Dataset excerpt
····················
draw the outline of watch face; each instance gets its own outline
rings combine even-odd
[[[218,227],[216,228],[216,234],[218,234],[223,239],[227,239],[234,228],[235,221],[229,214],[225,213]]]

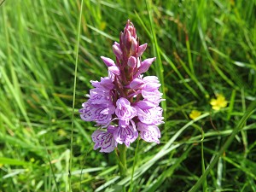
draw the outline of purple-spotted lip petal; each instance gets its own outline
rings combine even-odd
····················
Work to do - Please return the lines of the records above verbatim, omitting the pictures.

Task solution -
draw the outline of watch face; each instance gets its own outline
rings combine even-odd
[[[218,227],[216,228],[216,234],[218,234],[223,239],[227,239],[234,228],[235,221],[229,214],[225,213]]]

draw the outline of purple-spotted lip petal; each instance gets its own outline
rings combine even-odd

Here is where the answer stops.